((

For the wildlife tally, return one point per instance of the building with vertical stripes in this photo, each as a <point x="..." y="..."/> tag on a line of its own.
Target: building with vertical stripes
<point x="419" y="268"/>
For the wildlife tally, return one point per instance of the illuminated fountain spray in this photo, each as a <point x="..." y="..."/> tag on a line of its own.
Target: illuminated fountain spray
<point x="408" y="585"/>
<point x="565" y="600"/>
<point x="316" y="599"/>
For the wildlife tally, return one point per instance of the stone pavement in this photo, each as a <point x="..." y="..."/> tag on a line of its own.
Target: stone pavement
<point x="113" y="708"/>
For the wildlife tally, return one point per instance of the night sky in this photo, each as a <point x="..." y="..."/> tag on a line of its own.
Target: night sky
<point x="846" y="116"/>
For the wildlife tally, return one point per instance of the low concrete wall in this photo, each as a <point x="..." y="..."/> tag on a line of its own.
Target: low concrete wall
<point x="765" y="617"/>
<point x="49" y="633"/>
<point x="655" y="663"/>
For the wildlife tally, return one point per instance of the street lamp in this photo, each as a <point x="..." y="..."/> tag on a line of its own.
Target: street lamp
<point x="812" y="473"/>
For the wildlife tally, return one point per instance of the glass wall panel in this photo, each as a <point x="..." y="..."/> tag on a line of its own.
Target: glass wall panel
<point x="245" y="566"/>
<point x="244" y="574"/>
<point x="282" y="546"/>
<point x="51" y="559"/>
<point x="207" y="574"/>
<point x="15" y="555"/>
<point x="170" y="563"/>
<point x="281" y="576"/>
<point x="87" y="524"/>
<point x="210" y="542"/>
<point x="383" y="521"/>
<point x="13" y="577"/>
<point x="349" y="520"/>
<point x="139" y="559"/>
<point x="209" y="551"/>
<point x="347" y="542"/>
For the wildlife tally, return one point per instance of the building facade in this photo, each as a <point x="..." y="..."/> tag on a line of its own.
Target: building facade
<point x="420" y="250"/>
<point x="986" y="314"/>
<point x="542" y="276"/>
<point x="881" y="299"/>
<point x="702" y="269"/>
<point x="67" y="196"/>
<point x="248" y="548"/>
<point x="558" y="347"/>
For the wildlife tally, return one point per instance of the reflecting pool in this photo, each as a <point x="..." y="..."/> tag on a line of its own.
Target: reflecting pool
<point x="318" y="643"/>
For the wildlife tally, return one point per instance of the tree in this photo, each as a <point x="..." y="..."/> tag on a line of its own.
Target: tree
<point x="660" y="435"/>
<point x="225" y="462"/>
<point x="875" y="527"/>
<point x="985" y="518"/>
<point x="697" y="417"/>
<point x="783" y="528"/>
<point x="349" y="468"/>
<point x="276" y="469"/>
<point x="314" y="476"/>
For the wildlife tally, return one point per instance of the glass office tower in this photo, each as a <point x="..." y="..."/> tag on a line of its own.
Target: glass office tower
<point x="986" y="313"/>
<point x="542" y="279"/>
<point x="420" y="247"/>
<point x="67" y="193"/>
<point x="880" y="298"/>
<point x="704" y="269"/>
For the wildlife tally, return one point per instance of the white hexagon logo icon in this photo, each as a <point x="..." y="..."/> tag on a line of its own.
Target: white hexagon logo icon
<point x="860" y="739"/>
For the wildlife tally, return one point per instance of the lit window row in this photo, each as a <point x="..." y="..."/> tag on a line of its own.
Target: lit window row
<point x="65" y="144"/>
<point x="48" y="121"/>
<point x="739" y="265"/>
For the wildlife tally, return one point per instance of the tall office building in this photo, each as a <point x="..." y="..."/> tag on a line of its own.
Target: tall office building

))

AIM OF THE EXERCISE – Down to the last line, repeat the data exactly.

PROBLEM SOLUTION –
For the wildlife tally, return one point per instance of the building with vertical stripes in this photo, each as a <point x="..." y="..."/> tag on a line of its own.
Target: building with vertical stripes
<point x="419" y="268"/>
For the wildlife tally, return one point per instance of the illuminated fountain spray in this photo, each as a <point x="..." y="..."/> tag on a line of its own.
Target: illuminated fountain spray
<point x="408" y="585"/>
<point x="565" y="600"/>
<point x="316" y="599"/>
For the wildlife tally, return one point per instance of the stone pavement in this photo, each as a <point x="..." y="..."/> tag on a line of its own.
Target: stone pavement
<point x="113" y="708"/>
For the wildlife tally, return one point per instance of the night sky in this photo, each as a <point x="..." y="..."/> tag on a line of its own.
Target: night sky
<point x="846" y="116"/>
For the wildlife tally, return one point per instance of the low concrete wall in this photo, each as a <point x="..." y="..."/> tag on a line of its own.
Target: low concrete wall
<point x="765" y="617"/>
<point x="49" y="633"/>
<point x="655" y="663"/>
For the wildlife tally, return one point per instance of the street lamp in this photo, each as a <point x="..." y="..."/> tag on a line of its own.
Target: street lamp
<point x="812" y="473"/>
For the wildlife tally, return one point per instance of the glass wall panel in this photo, each as a <point x="..." y="..."/> tag on a line of its own.
Target: glass wall panel
<point x="245" y="566"/>
<point x="244" y="574"/>
<point x="282" y="546"/>
<point x="51" y="559"/>
<point x="207" y="574"/>
<point x="15" y="555"/>
<point x="170" y="563"/>
<point x="281" y="576"/>
<point x="87" y="524"/>
<point x="210" y="542"/>
<point x="383" y="521"/>
<point x="13" y="577"/>
<point x="349" y="520"/>
<point x="139" y="559"/>
<point x="209" y="551"/>
<point x="347" y="542"/>
For the wildlife tally, return one point per instance of the building facade in this photo, each as a <point x="..." y="..."/> tag on a line of its own.
Target: building facade
<point x="420" y="250"/>
<point x="986" y="314"/>
<point x="542" y="276"/>
<point x="881" y="299"/>
<point x="702" y="269"/>
<point x="67" y="196"/>
<point x="248" y="548"/>
<point x="558" y="347"/>
For the wildlife tally, return one point per instance of the reflecting pool in this photo, each as a <point x="..." y="..."/> tag on a line of its own.
Target: reflecting pool
<point x="318" y="643"/>
For the wildlife tally, return one point per instance of the tree in this photo, each as a <point x="..." y="..."/> tag on a line of its own.
Target: tree
<point x="660" y="435"/>
<point x="225" y="462"/>
<point x="875" y="527"/>
<point x="985" y="518"/>
<point x="697" y="417"/>
<point x="783" y="528"/>
<point x="349" y="468"/>
<point x="276" y="469"/>
<point x="314" y="476"/>
For the wildlife tally, return one point per instance of the glass office tower in this photo, each as a <point x="..." y="..."/> tag on a line of its own.
Target: glass office tower
<point x="986" y="313"/>
<point x="542" y="279"/>
<point x="420" y="247"/>
<point x="67" y="193"/>
<point x="880" y="298"/>
<point x="704" y="269"/>
For the wildlife tally, return one point per instance of the white hexagon logo icon in this photo, each as a <point x="..." y="..."/> tag on a line of its own.
Target: white hexagon logo icon
<point x="860" y="739"/>
For the wildlife tally, return one point per instance of the lit window row in this photo, each as a <point x="..." y="..."/> tag on a line of its own.
Target: lit window row
<point x="65" y="144"/>
<point x="48" y="121"/>
<point x="739" y="265"/>
For the wildlife tally, return one point per instance of the tall office building in this photo, each as a <point x="..." y="..."/> tag on a line of its own.
Target: tall office building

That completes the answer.